:: COMPLETE THE FOLLOWING ::
[a] In the Compose Multiplatform guide, duplicate the part that opens with the words containing "Compose Multiplatform enables" and closes with "Use Compose Multiplatform?".
[b] According to the Compose Multiplatform guide, which platforms can applications be built for from a single codebase?
[c] Take the Compose Multiplatform guide further, picking up after its last line.

:: EXTRACT TO READ ::
Compose Multiplatform Project Setup: A Comprehensive Guide

Compose Multiplatform enables developers to build cross-platform applications with a single codebase, leveraging the power of Jetpack Compose for UI development. Setting up a Compose Multiplatform project can seem daunting at first, but with the right steps and tools, it can be a straightforward process. This comprehensive guide walks you through setting up a new Compose Multiplatform project using IntelliJ IDEA.

What is Compose Multiplatform?

Compose Multiplatform is a declarative UI framework developed by JetBrains that allows you to build native desktop, web, and Android applications from a single codebase. It leverages the familiar concepts of Jetpack Compose, making it easier for Android developers to extend their skills to other platforms.

Why Use Compose Multiplatform?

• Code Reusability: Share a significant portion of your codebase across different platforms.

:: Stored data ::
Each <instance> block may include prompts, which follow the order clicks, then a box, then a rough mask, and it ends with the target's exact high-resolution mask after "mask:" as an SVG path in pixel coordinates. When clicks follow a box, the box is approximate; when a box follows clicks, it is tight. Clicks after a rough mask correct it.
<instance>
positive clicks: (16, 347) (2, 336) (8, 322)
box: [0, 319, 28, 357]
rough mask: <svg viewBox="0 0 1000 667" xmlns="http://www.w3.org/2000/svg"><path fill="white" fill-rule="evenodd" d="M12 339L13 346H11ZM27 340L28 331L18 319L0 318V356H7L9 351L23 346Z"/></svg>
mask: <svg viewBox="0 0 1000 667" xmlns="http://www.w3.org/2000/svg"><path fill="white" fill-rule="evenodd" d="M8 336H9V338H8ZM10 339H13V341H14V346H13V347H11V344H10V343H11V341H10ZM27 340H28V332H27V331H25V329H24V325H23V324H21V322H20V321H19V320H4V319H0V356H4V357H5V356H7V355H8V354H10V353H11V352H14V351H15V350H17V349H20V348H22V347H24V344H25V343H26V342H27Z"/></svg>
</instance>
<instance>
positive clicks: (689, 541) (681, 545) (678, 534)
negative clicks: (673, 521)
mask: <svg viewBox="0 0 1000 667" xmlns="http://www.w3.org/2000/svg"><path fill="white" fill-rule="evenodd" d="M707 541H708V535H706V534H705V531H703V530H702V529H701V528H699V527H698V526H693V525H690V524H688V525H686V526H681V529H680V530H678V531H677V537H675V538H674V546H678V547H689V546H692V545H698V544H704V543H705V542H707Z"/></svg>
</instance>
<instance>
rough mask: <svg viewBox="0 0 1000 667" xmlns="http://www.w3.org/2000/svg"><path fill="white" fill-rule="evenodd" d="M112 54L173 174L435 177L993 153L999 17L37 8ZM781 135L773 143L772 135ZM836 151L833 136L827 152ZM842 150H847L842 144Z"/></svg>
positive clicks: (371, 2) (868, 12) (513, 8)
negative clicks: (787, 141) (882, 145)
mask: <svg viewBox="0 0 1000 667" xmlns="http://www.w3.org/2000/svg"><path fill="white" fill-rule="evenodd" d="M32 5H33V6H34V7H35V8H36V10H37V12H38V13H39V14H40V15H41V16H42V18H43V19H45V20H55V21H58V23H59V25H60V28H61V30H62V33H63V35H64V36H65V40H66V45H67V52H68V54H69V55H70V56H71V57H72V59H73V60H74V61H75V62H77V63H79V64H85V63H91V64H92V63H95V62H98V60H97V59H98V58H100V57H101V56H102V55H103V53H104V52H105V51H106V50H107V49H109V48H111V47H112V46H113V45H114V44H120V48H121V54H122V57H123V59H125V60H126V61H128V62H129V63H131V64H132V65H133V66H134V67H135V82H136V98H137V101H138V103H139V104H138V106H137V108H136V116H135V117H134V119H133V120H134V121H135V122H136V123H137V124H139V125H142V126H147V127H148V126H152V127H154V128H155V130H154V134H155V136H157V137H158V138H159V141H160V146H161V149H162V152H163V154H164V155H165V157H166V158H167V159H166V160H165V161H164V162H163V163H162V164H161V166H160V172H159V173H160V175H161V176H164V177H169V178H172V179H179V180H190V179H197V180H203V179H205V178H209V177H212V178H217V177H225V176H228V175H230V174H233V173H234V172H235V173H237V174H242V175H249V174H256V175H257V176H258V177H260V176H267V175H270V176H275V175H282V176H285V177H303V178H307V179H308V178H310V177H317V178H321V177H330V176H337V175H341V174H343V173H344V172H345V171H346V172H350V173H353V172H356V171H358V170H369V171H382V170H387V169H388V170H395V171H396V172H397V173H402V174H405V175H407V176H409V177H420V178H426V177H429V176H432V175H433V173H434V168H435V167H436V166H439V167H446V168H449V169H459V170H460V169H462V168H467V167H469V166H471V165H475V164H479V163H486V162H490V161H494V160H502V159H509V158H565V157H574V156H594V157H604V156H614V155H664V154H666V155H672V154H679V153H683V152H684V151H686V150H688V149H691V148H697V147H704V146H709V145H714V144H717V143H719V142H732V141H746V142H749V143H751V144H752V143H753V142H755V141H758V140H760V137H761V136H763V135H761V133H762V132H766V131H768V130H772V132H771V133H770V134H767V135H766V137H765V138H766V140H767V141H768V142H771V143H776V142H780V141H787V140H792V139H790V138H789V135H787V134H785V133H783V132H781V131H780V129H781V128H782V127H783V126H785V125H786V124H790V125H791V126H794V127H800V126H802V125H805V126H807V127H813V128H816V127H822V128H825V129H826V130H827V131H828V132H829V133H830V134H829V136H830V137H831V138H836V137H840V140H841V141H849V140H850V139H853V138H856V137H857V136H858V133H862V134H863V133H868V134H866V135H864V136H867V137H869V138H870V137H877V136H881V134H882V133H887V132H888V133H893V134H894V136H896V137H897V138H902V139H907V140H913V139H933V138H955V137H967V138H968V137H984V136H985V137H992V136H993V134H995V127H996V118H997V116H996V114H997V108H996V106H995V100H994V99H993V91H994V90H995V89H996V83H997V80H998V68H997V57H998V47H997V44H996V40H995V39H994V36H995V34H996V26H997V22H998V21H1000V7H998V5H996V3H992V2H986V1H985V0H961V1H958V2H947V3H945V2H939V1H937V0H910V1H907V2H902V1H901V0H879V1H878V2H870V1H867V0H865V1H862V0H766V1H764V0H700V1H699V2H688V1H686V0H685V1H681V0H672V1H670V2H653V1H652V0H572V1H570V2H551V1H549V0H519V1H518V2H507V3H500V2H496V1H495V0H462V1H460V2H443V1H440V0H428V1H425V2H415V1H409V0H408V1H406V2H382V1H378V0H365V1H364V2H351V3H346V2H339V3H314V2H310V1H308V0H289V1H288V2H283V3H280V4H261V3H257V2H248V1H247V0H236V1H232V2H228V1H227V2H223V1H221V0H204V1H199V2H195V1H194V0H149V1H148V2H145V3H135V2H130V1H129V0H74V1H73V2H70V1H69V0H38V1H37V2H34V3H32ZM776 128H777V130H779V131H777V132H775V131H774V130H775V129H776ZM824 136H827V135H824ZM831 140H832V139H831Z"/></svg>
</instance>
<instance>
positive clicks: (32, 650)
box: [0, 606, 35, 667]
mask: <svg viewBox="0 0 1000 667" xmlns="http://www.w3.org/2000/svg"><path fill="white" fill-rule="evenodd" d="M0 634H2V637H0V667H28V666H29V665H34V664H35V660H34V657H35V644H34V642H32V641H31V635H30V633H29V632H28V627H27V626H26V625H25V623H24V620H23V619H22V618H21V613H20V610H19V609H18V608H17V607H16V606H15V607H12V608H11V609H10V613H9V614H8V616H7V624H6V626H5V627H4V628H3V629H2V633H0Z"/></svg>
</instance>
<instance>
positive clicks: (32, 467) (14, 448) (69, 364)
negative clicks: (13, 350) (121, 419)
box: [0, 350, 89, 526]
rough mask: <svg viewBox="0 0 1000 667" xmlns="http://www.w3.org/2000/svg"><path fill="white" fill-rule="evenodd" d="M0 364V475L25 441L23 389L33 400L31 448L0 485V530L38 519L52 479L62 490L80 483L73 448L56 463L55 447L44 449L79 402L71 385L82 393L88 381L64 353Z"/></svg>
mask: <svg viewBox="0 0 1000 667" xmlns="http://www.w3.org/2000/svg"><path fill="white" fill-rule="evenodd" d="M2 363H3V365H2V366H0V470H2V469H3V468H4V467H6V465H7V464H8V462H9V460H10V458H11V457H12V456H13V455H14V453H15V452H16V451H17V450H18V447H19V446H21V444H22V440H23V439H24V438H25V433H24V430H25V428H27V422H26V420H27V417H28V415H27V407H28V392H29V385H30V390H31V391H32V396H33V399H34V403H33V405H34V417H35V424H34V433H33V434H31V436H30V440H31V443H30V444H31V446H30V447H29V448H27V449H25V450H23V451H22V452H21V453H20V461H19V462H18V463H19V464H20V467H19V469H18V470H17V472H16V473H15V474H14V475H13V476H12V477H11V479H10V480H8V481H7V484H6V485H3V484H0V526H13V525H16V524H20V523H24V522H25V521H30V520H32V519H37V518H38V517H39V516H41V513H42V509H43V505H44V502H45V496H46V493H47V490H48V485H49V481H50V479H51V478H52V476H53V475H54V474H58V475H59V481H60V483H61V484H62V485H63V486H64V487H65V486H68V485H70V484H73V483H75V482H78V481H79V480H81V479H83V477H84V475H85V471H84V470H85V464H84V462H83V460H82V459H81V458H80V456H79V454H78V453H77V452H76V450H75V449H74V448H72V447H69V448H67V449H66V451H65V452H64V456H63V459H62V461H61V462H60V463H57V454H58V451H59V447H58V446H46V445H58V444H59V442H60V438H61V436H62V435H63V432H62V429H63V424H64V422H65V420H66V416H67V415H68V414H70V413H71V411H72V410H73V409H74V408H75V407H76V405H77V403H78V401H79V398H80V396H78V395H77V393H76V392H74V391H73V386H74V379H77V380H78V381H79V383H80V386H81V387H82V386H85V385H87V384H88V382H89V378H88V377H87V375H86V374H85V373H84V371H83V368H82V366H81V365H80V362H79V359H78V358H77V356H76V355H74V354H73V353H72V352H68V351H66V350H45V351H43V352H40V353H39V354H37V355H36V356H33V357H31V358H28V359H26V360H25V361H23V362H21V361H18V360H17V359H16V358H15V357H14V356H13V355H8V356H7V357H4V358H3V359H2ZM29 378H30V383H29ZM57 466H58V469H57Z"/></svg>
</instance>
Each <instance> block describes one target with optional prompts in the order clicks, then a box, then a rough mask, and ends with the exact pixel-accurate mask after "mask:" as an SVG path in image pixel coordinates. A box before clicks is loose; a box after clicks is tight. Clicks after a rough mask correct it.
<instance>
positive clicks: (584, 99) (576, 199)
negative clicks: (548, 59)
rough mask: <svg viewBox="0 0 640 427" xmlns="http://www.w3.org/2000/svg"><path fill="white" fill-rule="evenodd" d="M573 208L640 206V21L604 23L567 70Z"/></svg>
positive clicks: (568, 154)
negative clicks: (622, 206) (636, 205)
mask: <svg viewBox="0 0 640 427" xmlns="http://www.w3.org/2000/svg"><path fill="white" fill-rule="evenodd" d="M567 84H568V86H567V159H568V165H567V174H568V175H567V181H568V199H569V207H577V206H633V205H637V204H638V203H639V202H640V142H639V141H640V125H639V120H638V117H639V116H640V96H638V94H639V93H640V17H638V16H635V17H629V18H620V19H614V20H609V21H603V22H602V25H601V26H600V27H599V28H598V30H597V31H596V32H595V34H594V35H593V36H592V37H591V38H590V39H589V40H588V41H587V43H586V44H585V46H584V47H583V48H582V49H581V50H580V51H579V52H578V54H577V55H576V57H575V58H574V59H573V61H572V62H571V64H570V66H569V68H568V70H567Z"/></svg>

:: RESPONSES BY TASK ::
[a]
Compose Multiplatform enables developers to build cross-platform applications with a single codebase, leveraging the power of Jetpack Compose for UI development. Setting up a Compose Multiplatform project can seem daunting at first, but with the right steps and tools, it can be a straightforward process. This comprehensive guide walks you through setting up a new Compose Multiplatform project using IntelliJ IDEA.

What is Compose Multiplatform?

Compose Multiplatform is a declarative UI framework developed by JetBrains that allows you to build native desktop, web, and Android applications from a single codebase. It leverages the familiar concepts of Jetpack Compose, making it easier for Android developers to extend their skills to other platforms.

Why Use Compose Multiplatform?

[b] Desktop, web, Android

[c]
• Declarative UI: Benefit from Compose’s intuitive declarative UI programming model.
• Native Performance: Achieve native-like performance on each platform.
• Modern Framework: Use a modern, Kotlin-first framework for UI development.

Prerequisites

Before you begin, make sure you have the following installed:

• IntelliJ IDEA: (Ideally the latest version) The preferred IDE for Kotlin and Compose Multiplatform development.
• Kotlin Plugin: Ensure the Kotlin plugin is installed and up-to-date in IntelliJ IDEA.
• JDK (Java Development Kit): Version 11 or higher.
• Android SDK: If you plan to target Android, ensure the Android SDK is set up.
• Gradle: Version 7.0 or higher. (Typically bundled with new projects in IntelliJ IDEA)

Step-by-Step Guide to Setting Up a Compose Multiplatform Project

Step 1: Install the JetBrains Compose Multiplatform Plugin

To streamline the setup process, the JetBrains Compose Multiplatform plugin can simplify a lot of the setup steps

• Open IntelliJ IDEA, go to Settings/Preferences (depending on your OS).
• Navigate to Plugins.
• Search for “Compose Multiplatform” in the Marketplace and install the JetBrains provided plugin.



• Restart the IDEA for the plugin to take affect.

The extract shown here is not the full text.